▶ **REQUIREMENTS**: Return every line of the rows below, verbatim, from the line with "In the picture above, where can the mirror glass" up to and including the final line of the rows.

▶ **Excerpts from point annotation data**:
>> Start
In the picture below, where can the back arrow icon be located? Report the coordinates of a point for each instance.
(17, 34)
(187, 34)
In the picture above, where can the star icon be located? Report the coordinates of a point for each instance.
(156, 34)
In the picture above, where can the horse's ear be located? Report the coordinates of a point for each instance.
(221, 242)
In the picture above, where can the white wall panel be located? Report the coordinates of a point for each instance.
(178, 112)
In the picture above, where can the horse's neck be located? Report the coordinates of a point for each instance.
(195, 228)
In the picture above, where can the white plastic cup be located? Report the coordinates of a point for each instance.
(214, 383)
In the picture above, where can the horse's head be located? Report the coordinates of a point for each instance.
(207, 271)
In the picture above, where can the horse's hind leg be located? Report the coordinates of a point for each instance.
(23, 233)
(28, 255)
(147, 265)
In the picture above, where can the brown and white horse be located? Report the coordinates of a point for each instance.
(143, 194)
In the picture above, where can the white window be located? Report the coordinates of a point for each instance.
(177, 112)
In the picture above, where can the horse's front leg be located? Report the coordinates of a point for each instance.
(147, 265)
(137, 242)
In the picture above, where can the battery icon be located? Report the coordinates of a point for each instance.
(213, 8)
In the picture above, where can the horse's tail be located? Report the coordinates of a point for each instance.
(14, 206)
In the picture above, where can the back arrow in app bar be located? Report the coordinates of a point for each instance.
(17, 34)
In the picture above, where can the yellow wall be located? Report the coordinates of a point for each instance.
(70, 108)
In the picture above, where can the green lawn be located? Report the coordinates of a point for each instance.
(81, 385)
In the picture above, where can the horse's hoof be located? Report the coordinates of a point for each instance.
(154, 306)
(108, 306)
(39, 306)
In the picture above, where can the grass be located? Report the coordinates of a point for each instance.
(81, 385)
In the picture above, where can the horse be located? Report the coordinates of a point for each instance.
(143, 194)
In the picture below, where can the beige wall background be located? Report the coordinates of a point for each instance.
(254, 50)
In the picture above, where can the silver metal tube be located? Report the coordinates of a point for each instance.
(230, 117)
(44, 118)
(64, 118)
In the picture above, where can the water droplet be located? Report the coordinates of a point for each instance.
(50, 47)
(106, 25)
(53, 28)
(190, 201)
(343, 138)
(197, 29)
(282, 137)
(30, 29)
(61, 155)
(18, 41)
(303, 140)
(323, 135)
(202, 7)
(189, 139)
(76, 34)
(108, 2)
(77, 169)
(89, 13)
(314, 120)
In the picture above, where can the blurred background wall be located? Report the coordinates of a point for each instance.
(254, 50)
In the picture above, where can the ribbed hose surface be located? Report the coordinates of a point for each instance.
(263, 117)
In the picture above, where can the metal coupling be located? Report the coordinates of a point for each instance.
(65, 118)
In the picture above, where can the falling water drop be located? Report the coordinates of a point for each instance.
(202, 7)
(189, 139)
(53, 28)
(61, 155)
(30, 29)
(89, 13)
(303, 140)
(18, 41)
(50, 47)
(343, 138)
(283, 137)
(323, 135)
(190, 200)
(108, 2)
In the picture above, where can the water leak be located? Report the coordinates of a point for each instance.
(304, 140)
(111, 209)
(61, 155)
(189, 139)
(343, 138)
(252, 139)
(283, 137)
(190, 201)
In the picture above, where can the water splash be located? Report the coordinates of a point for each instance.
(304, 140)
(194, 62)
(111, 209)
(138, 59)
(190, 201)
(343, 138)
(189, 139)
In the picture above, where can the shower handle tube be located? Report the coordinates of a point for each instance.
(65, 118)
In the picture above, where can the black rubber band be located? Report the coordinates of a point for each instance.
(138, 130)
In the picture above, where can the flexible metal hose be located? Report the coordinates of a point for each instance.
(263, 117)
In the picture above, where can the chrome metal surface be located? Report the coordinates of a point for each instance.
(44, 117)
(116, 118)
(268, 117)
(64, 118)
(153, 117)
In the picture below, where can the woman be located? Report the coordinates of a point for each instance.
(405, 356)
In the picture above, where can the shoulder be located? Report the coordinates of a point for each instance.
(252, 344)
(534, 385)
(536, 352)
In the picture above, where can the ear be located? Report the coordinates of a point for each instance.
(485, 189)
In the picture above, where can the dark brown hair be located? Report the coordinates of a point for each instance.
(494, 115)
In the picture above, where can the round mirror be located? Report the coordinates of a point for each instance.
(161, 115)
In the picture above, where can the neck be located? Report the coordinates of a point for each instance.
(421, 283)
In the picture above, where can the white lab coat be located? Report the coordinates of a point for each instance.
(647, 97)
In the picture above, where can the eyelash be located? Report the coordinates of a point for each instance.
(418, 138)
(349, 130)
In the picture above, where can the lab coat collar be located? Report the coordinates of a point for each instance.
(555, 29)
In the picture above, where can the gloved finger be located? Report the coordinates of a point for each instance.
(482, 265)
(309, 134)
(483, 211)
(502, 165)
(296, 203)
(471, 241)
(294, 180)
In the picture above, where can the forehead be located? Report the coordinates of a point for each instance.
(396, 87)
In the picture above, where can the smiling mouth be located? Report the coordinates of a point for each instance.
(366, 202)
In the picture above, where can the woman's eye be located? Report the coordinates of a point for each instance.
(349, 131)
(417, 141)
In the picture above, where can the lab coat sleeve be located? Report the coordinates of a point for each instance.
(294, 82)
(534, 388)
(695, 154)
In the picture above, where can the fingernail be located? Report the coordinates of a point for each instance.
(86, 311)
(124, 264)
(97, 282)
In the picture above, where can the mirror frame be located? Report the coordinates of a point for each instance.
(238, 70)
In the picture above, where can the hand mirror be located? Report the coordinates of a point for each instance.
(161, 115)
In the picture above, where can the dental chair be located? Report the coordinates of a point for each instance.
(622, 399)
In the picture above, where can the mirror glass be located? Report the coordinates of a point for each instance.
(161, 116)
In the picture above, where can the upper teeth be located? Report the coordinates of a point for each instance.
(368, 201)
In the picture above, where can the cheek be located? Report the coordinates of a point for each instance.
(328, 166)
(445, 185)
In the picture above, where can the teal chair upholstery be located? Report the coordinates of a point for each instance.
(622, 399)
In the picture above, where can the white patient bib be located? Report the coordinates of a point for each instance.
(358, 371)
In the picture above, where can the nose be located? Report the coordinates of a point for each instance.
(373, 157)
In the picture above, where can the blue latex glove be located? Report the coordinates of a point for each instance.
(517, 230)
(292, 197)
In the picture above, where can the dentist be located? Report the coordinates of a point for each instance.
>> End
▶ **RESPONSE TO THIS EXERCISE**:
In the picture above, where can the mirror glass be located? Report the coordinates of a point for each instance.
(161, 116)
In the picture above, where can the upper teeth be located? Report the coordinates of a point for each instance.
(368, 201)
In the picture above, where can the cheek be located? Report the coordinates of a point for each instance.
(328, 166)
(445, 185)
In the picture above, where can the teal chair upholstery be located? Report the coordinates of a point for each instance.
(622, 399)
In the picture above, where can the white patient bib be located? Report the coordinates of a point for each instance.
(358, 371)
In the picture above, where can the nose be located? Report the coordinates of a point for each instance.
(373, 157)
In the picture above, where can the blue latex glove be located? Report the coordinates of a point for each instance.
(517, 230)
(292, 197)
In the picture above, where can the dentist be located? Report the coordinates of a point for each instance.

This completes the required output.